Begin

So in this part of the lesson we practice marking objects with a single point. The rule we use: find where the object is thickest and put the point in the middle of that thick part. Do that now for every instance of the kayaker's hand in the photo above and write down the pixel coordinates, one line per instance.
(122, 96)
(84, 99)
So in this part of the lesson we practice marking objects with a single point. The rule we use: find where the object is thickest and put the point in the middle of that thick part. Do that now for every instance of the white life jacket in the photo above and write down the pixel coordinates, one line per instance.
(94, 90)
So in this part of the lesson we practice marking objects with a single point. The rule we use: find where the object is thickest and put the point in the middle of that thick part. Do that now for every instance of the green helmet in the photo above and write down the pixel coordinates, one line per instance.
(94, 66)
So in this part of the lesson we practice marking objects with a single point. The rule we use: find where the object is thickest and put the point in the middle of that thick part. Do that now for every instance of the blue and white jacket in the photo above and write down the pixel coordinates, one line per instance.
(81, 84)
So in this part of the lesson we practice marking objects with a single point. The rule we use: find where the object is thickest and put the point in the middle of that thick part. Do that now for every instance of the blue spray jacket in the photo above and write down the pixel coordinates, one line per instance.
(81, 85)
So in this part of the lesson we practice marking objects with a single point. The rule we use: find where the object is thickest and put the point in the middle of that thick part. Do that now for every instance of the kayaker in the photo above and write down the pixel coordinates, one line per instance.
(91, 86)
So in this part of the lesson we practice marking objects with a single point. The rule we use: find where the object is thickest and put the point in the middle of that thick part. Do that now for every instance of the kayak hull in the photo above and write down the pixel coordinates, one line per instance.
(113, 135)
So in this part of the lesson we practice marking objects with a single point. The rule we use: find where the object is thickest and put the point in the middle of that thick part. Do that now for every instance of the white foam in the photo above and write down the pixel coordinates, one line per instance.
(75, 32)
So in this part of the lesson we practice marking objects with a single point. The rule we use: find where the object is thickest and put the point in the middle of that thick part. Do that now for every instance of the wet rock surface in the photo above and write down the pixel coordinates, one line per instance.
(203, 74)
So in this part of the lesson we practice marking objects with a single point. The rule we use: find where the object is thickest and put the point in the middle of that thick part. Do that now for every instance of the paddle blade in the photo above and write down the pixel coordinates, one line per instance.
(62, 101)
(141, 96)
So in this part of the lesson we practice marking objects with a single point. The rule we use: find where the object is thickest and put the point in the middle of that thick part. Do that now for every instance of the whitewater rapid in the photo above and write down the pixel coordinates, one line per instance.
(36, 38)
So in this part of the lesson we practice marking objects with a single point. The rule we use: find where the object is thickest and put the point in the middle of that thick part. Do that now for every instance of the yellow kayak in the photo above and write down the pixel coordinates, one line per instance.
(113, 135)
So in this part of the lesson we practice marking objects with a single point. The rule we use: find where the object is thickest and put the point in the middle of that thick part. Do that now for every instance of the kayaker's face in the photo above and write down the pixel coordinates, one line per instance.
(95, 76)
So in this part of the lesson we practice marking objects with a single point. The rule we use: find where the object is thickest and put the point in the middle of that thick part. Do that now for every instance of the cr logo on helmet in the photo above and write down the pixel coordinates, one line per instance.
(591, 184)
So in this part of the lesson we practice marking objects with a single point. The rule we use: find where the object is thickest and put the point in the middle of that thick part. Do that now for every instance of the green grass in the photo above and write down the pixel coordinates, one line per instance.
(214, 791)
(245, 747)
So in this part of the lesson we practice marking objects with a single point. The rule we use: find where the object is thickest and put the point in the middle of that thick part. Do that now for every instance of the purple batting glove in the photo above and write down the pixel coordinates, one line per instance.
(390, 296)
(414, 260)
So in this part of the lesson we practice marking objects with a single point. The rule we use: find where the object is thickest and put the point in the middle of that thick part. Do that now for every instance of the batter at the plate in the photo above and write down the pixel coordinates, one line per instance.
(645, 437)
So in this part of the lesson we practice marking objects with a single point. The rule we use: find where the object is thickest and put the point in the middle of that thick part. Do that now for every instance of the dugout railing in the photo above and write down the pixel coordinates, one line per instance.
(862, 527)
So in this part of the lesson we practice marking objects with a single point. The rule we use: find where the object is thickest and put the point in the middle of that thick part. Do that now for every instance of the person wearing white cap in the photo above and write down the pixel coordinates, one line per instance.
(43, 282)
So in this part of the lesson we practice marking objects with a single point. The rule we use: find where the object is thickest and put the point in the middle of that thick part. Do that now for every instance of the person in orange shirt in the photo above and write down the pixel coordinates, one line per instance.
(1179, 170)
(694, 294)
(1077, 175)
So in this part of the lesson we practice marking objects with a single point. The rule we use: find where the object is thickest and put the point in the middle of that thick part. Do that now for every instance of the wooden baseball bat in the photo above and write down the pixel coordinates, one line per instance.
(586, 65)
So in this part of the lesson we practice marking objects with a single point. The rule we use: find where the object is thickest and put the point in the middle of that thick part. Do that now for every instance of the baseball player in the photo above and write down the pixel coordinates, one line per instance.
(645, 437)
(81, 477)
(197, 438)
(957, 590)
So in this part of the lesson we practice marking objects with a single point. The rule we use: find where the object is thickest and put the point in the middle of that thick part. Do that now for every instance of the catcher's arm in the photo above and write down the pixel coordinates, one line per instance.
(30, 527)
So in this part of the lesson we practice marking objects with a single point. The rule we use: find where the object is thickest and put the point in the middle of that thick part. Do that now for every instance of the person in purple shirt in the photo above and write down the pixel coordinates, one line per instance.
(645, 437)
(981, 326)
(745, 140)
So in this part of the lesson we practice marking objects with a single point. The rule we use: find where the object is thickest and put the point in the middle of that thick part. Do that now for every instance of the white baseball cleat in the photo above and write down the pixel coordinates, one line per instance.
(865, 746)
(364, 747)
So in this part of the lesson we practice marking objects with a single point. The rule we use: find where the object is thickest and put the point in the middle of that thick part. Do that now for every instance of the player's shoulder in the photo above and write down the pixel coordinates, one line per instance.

End

Transcribe every entry verbatim.

So in this part of the lesson we practice marking objects with a single point. The rule we use: find where the object is thickest and put the point in the middle of that thick part. Do that now for every instance of the kayaker's hand in the photo above and write down the pixel coordinates, one line per instance.
(122, 96)
(84, 99)
So in this part of the lesson we practice marking objects with a single point. The rule we use: find where the object is thickest and put the point in the middle of that thick part. Do that now for every instance of the white life jacket in the photo above and write down the pixel coordinates, one line per instance.
(94, 90)
So in this part of the lesson we practice marking objects with a single point. The rule we use: find where the object is thickest and put the point in the middle of that thick part. Do that now for every instance of the green helmet in the photo above and write down the pixel coordinates, one line per instance.
(94, 66)
So in this part of the lesson we practice marking objects with a single point. The rule we use: find where the object is thickest and put the point in the middle of that thick part. Do that now for every instance of the blue and white jacket in the photo above and write down the pixel coordinates, one line per instance.
(81, 84)
So in this part of the lesson we practice marking objects with a single point. The rule we use: find where the object is thickest and put the point in the middle of that thick part. Do that now for every instance of the blue spray jacket in the photo above and write down the pixel coordinates, one line per instance.
(81, 85)
So in this part of the lesson we practice marking objects with a single point. The rule we use: find where the object is thickest and put the point in the middle of that thick part. Do that now for every instance of the kayaker in the photo above and write down the pixel coordinates, one line per instance.
(91, 86)
So in this part of the lesson we practice marking objects with a single point. The rule we use: find where the object is thickest and put the point in the middle of that thick part. Do that now for every instance of the kayak hull in the photo above and write down the pixel coordinates, one line per instance.
(113, 135)
So in this part of the lesson we practice marking objects with a single point. The rule we use: find where the object is thickest and put the point in the middle of that thick part. Do that now for every instance of the white foam in the photo above and write down the pixel coordinates, one line per instance.
(75, 32)
So in this part of the lesson we practice marking objects with a single point. The rule we use: find where the object is thickest and put the point in the middle of that thick part. Do that now for every instance of the wet rock surface in the photo above and write down the pixel coordinates, one line per instance.
(203, 74)
So in this part of the lesson we practice marking objects with a single point. The rule we use: find where the object is thickest and put the point in the middle of that thick part. Do that now for every instance of the paddle blade in the photo above and write down the pixel coordinates, one line per instance.
(62, 101)
(141, 96)
So in this part of the lesson we practice marking objects with a single point. The rule we use: find where the object is thickest and put the point in the middle of that thick part. Do that now for every instance of the whitewater rapid in the photo above and write down the pixel coordinates, one line per instance.
(36, 38)
So in this part of the lesson we practice marking objects with a single point. The rule we use: find where the object is thickest and put the point in the middle of that thick part. Do that now for every instance of the yellow kayak in the photo above and write down the pixel coordinates, one line per instance.
(113, 135)
So in this part of the lesson we practice marking objects with a single point. The rule we use: find where the object is thickest and put the point in the middle of that thick part. Do that now for every instance of the kayaker's face in the photo above and write down the pixel coordinates, one line per instance.
(95, 76)
So in this part of the lesson we practice marking objects with a single point. The rule we use: find where the object is thickest and put the point in the middle of that thick part. Do that now for every instance of the cr logo on helmet in the photo above and write down the pixel coordinates, one line per instance.
(591, 184)
So in this part of the lesson we practice marking objects with a single point. The rule we use: find where the object is thickest and put the point in the middle of that thick part. Do that now for every instance of the green grass in the photo above and write down the pixel coordinates, one line per instance.
(214, 791)
(245, 747)
So in this part of the lesson we practice marking objects with a single point. The rule we use: find where the object is thickest and put the point in the middle of that thick part. Do that now for every instance of the purple batting glove in the photo above and write down the pixel coordinates, one line per instance.
(390, 296)
(414, 260)
So in this part of the lesson we practice marking objects with a single point. The rule we use: find where the object is thickest and put the point in the middle of that thick part. Do that now for every instance of the batter at the plate in the photo above and write down the pixel coordinates, one line per instance.
(645, 437)
So in this part of the lesson we practice marking objects with a single point. The rule we use: find where the object is thickest and put the point in the middle of that thick part. Do that now for every instance of the dugout railing in the photo above and write down the pixel coordinates, one line per instance.
(862, 527)
So in this part of the lesson we practice marking objects with a single point. The rule we use: find where the object is thickest and put the point in the middle of that thick part. Do that now for every instance of the person wearing white cap in the photo above and write down the pixel coordinates, one line per instance.
(43, 282)
So in this part of the lesson we practice marking objects with a single point. The rule we use: find where the object is thickest and put the point in the middle of that thick part. Do that now for every instance of the person in orange shirt in the photo above and write down the pixel coordinates, one line per instance.
(1179, 170)
(694, 294)
(1077, 175)
So in this part of the lesson we practice marking objects with a single point. The rule we use: find where the object is thickest and put the point in the middle of that thick part. Do that now for every instance of the wooden baseball bat in the photo above and write down the pixel coordinates, one line per instance.
(586, 65)
So in this part of the lesson we practice marking objects with a single point. The rule we use: find where the object is thickest and put the point in the middle of that thick part. Do that now for every instance of the baseball player in the photo above and write down the pixel coordinates, one line per instance.
(645, 437)
(81, 477)
(197, 438)
(957, 590)
So in this part of the lesson we practice marking objects with a single point. The rule we use: find where the object is thickest and put the point in the middle of that thick part. Do that now for every instance of the catcher's arm in the photo above and write down the pixel coordinates, one line per instance.
(30, 527)
So in this part of the lesson we practice marking objects with a single point. The rule we use: find where the object is thickest and put the point in the middle of that thick part. Do that now for every instance of the person in purple shirt in the photo above and write down the pixel coordinates, one line per instance.
(645, 437)
(981, 326)
(745, 140)
So in this part of the lesson we practice marking objects with a single point. The rule we use: find where the object is thickest and put the point in the middle of that thick part. Do that now for every instance of the white baseball cleat in the photo above and write down the pixel coordinates, one line per instance.
(865, 746)
(364, 747)
So in this part of the lesson we practice marking objects with a single point. The rule we use: find where the object is thickest and put the point in the middle of that thick part. Do that now for every instance of the player's shoulder in the photo above and write down the pixel coordinates, one line per instance.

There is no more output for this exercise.